━━━ Provided information
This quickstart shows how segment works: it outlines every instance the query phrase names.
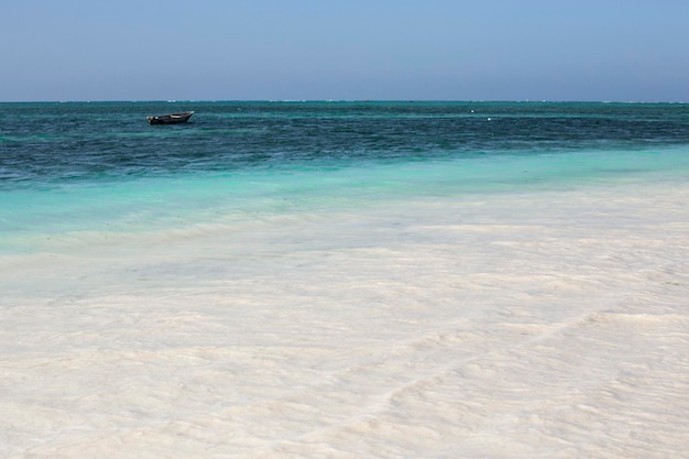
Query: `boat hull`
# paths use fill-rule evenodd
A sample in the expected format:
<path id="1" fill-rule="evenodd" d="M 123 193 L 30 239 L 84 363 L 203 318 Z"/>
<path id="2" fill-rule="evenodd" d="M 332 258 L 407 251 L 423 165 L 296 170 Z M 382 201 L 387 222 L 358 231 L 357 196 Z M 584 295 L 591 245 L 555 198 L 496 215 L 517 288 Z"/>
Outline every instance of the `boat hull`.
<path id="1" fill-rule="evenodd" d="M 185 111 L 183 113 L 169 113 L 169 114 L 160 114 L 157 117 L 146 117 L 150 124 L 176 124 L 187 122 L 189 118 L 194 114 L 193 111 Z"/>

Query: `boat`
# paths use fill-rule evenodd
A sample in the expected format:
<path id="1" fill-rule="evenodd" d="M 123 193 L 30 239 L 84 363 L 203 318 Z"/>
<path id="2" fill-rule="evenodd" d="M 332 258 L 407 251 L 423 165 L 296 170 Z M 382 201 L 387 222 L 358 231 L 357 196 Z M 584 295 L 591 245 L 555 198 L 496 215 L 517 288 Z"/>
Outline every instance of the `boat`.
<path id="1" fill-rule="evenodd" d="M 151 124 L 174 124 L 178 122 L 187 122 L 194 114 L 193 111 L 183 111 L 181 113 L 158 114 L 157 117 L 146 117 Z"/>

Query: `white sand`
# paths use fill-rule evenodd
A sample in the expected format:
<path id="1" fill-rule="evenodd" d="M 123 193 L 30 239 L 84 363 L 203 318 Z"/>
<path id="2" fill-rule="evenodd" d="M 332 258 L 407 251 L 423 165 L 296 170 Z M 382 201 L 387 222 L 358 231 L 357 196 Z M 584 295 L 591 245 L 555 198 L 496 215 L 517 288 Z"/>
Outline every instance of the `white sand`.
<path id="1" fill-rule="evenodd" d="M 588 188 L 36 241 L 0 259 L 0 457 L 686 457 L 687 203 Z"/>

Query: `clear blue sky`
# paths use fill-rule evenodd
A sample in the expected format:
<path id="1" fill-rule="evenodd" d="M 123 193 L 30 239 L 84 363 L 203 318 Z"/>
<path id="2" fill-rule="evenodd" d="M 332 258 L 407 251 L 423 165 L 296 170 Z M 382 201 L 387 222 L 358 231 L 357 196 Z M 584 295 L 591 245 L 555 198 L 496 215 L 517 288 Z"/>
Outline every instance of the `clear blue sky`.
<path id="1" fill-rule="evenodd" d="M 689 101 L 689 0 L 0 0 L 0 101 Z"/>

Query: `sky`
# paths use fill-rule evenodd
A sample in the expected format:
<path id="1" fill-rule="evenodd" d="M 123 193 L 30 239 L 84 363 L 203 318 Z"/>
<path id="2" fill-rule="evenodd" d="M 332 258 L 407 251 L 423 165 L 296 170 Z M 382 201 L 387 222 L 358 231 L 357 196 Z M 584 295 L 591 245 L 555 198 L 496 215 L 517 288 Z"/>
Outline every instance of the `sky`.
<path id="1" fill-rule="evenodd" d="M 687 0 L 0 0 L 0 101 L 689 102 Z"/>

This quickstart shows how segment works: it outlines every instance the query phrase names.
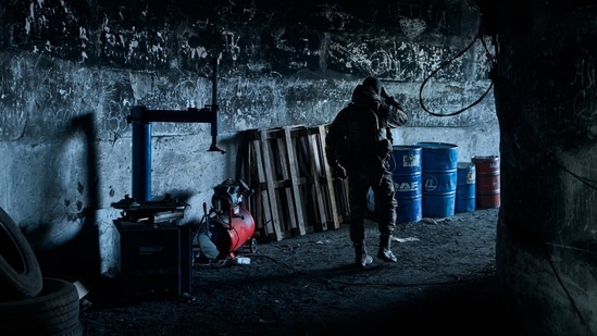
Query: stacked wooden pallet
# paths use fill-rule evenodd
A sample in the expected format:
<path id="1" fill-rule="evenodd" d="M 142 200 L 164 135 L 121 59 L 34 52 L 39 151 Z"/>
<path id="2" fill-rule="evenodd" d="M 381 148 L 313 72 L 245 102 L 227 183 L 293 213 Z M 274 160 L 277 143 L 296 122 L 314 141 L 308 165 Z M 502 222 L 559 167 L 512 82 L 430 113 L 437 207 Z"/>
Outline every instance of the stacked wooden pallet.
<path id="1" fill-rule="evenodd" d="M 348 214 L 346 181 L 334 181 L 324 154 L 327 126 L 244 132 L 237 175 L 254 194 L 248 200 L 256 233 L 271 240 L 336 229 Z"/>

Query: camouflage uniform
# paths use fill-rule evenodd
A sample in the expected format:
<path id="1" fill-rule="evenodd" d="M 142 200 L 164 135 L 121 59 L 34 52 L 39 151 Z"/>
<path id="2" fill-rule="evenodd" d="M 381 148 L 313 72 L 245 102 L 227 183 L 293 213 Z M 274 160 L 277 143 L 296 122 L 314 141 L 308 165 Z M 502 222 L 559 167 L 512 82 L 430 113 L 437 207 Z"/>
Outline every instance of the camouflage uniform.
━━━━━━
━━━ Provided information
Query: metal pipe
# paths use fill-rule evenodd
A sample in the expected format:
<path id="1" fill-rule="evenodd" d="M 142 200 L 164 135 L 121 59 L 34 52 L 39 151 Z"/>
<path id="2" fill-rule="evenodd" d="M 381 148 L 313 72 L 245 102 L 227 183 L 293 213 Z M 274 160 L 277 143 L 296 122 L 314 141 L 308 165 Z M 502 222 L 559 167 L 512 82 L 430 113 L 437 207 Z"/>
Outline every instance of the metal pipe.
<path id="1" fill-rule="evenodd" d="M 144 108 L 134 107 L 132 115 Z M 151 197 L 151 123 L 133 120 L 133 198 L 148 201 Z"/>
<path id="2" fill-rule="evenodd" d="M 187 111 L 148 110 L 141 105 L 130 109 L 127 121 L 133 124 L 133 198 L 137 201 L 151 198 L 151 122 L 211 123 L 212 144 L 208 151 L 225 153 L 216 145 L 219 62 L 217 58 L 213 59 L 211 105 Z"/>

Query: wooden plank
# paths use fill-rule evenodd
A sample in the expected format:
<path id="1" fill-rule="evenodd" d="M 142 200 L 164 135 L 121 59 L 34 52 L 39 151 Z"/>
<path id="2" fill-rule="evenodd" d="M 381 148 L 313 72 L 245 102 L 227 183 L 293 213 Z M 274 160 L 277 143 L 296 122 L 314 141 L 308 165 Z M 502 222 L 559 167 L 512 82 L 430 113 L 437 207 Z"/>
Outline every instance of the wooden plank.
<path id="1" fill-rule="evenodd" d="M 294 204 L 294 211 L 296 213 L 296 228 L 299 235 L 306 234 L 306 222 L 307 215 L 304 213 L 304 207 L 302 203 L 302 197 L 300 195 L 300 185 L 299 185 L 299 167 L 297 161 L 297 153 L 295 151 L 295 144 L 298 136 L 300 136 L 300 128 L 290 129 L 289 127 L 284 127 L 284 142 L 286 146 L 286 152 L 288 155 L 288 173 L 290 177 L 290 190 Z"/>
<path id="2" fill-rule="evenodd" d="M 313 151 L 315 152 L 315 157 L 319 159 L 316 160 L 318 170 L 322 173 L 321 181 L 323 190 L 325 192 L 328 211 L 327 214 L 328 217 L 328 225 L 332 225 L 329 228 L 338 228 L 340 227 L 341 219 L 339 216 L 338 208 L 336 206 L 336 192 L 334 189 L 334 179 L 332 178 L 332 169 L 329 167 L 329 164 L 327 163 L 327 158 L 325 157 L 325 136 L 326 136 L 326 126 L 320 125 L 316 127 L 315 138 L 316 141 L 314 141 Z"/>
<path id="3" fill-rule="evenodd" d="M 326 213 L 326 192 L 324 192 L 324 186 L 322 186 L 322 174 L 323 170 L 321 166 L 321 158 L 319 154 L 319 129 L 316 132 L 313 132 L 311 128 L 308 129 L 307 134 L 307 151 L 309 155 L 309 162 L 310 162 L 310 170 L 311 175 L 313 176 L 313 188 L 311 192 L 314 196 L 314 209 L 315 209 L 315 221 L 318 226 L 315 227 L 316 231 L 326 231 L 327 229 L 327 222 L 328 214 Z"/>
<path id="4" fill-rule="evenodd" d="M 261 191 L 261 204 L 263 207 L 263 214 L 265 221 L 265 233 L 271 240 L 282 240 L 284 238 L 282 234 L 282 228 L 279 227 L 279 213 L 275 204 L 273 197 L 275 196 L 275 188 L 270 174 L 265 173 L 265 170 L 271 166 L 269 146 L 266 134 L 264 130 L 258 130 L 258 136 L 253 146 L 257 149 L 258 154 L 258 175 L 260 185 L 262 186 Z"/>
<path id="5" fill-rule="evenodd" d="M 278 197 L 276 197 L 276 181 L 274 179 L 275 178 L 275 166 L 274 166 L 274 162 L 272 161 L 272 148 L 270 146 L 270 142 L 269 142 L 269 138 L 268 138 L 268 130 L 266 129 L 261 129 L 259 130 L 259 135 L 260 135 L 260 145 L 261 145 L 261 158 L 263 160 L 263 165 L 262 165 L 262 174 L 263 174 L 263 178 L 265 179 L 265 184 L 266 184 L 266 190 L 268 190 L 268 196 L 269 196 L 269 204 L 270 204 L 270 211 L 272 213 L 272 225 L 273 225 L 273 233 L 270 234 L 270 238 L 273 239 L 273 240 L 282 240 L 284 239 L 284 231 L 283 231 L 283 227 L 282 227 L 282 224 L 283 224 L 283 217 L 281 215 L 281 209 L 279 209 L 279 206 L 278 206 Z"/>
━━━━━━
List every line of the data above that contains the string "wooden", matching case exactly.

Query: stacked wooden pallet
Outline every instance of the stacked wooden pallet.
Query: wooden plank
Outline every instance of the wooden plank.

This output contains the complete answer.